What this task involves: Please reproduce the commentary below on staying productive in unproductive times, word for word and in full.
[[ Document section, beginning ]]
May 2020 | Commentary | Checking In

Staying Productive in Unproductive Times

Tags: Supply Chain Management, Risk Management, E-commerce

Keith Biondo is the publisher of Inbound Logistics magazine.

While driving around my neighborhood, I've noticed a lot more people putting items out to the curb. Have you noticed this? I wondered about that for a moment and then realized what was happening. People are using the virus downtime to organize, clean, and take up projects long postponed. The result is an uptick in curbside bounty.

The same is happening in business. No one could have anticipated what we are currently going through. No panacea is providing the cure for what ails business operations no matter what "experts" say. There is no secret supply chain sauce or source of solutions. One-size answers will not fit all businesses. Who would have expected political leaders to kill a large chunk of the economy in an instant?

Basically, business-wise, you are on your own and will be in the future as the recovery kicks in. But like those garage-cleaning, motivated-to-organize-in-downtime homeowners, some business owners are doing the same.

A Painful Teachable Moment

Rather than wait for the next man-caused disruption or pandemic, smart business managers are extracting knowledge from a forensic investigation of their operations based on COVID-19 stress and kicking bad practices to the curb. Improving procurement practices? Yes. Upgrading technology? That too. Organizing warehouse operations? Finding new logistics partners? Revising and expanding business disruption planning? They are doing it all.
[[ Document section, end ]]
[[ Listed entries, beginning ]]
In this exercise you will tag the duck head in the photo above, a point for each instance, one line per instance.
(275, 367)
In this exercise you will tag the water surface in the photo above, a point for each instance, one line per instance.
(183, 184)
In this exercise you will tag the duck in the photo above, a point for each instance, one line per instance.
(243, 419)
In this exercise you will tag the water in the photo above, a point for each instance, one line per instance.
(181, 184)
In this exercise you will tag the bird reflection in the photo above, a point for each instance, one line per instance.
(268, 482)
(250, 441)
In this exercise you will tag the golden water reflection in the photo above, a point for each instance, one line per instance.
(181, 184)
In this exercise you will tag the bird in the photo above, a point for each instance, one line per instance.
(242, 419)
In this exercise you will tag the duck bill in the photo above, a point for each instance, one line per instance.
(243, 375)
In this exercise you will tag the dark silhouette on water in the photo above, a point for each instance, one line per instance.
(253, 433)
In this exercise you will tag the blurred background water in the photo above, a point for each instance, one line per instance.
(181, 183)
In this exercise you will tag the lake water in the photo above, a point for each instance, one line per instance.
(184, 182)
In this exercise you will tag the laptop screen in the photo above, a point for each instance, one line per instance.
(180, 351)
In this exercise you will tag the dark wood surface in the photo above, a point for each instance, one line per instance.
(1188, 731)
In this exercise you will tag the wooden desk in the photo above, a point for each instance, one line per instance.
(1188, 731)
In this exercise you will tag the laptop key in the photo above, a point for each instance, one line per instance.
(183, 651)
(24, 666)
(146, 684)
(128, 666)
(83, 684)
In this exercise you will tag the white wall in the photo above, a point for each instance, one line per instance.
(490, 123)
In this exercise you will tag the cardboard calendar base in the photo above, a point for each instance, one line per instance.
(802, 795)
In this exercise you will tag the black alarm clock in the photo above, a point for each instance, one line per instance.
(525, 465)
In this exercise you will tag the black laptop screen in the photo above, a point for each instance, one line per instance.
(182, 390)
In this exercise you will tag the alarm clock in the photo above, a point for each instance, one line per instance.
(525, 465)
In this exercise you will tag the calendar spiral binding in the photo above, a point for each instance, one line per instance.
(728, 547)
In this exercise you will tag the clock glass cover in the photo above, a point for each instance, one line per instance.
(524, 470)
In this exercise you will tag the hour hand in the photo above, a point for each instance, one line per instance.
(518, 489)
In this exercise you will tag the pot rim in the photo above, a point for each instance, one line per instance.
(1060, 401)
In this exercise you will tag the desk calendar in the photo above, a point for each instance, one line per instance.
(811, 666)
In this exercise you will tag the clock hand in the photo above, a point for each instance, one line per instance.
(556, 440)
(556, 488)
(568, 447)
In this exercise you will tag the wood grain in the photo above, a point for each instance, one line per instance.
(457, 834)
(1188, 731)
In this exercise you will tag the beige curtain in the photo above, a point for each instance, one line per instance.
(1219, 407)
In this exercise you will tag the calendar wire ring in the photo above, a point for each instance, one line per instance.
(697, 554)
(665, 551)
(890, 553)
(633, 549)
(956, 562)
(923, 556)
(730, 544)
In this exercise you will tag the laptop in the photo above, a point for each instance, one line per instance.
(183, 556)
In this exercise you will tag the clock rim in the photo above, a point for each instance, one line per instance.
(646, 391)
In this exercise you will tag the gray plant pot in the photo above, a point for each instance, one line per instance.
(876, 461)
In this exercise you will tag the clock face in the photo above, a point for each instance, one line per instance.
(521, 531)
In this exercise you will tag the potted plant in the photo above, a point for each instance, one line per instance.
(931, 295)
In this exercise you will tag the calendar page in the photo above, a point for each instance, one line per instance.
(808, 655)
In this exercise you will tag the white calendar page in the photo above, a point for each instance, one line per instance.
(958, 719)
[[ Listed entries, end ]]
Result:
May 2020 | Commentary | Checking In

Staying Productive in Unproductive Times

Tags: Supply Chain Management, Risk Management, E-commerce

Keith Biondo is the publisher of Inbound Logistics magazine.

While driving around my neighborhood, I've noticed a lot more people putting items out to the curb. Have you noticed this? I wondered about that for a moment and then realized what was happening. People are using the virus downtime to organize, clean, and take up projects long postponed. The result is an uptick in curbside bounty.

The same is happening in business. No one could have anticipated what we are currently going through. No panacea is providing the cure for what ails business operations no matter what "experts" say. There is no secret supply chain sauce or source of solutions. One-size answers will not fit all businesses. Who would have expected political leaders to kill a large chunk of the economy in an instant?

Basically, business-wise, you are on your own and will be in the future as the recovery kicks in. But like those garage-cleaning, motivated-to-organize-in-downtime homeowners, some business owners are doing the same.

A Painful Teachable Moment

Rather than wait for the next man-caused disruption or pandemic, smart business managers are extracting knowledge from a forensic investigation of their operations based on COVID-19 stress and kicking bad practices to the curb. Improving procurement practices? Yes. Upgrading technology? That too. Organizing warehouse operations? Finding new logistics partners? Revising and expanding business disruption planning? They are doing it all.